[REQUIRED TASK A] Retype the lawn journal entry from "## Maritimer 99" to "neglected a bit." word for word.

[EXCERPT TO READ]
━━━━
# First lawn journal (amateur)



## Maritimer 99 (May 31, 2021)

I will be starting this journal to keep track of progress. Last year was the first year in our new build and I was in a rush to get grass down due to muddy dog prints in the house. I used cheap grass seed from a local feed store that consisted of mostly annual rye along with some other species.

After a long summer of red thread due to starting grass late and one of the most humid summers on record, and an overall shitty "lawn", I decided to overseed with 100% KBG. It worked out pretty good compared to what I started with. If I would have had a journal I would have better records to look back on.

I am going to attempt to keep up to this but having a toddler and being self employed, along with my wife working two jobs, this may get neglected a bit.

I have mowed yesterday for the first time at 1 3/4" to promote spread (I believe). Today I noticed some of the lawn has lightened in color. I could have waited another week but I was getting impatient and some of the darker dense kbg was getting tall.
━━━━
[MATERIAL FOR THIS EXERCISE]
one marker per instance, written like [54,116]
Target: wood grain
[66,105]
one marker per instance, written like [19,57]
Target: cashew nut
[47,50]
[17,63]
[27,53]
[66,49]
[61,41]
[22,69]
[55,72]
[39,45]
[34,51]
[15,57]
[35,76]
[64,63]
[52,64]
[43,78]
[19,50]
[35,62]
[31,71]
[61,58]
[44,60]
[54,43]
━━━━
[REQUIRED TASK B] Echo all of the rows above line for line, without any changes.

[TASK RESPONSE A]
## Maritimer 99 (May 31, 2021)

I will be starting this journal to keep track of progress. Last year was the first year in our new build and I was in a rush to get grass down due to muddy dog prints in the house. I used cheap grass seed from a local feed store that consisted of mostly annual rye along with some other species.

After a long summer of red thread due to starting grass late and one of the most humid summers on record, and an overall shitty "lawn", I decided to overseed with 100% KBG. It worked out pretty good compared to what I started with. If I would have had a journal I would have better records to look back on.

I am going to attempt to keep up to this but having a toddler and being self employed, along with my wife working two jobs, this may get neglected a bit.

[TASK RESPONSE B]
one marker per instance, written like [54,116]
Target: wood grain
[66,105]
one marker per instance, written like [19,57]
Target: cashew nut
[47,50]
[17,63]
[27,53]
[66,49]
[61,41]
[22,69]
[55,72]
[39,45]
[34,51]
[15,57]
[35,76]
[64,63]
[52,64]
[43,78]
[19,50]
[35,62]
[31,71]
[61,58]
[44,60]
[54,43]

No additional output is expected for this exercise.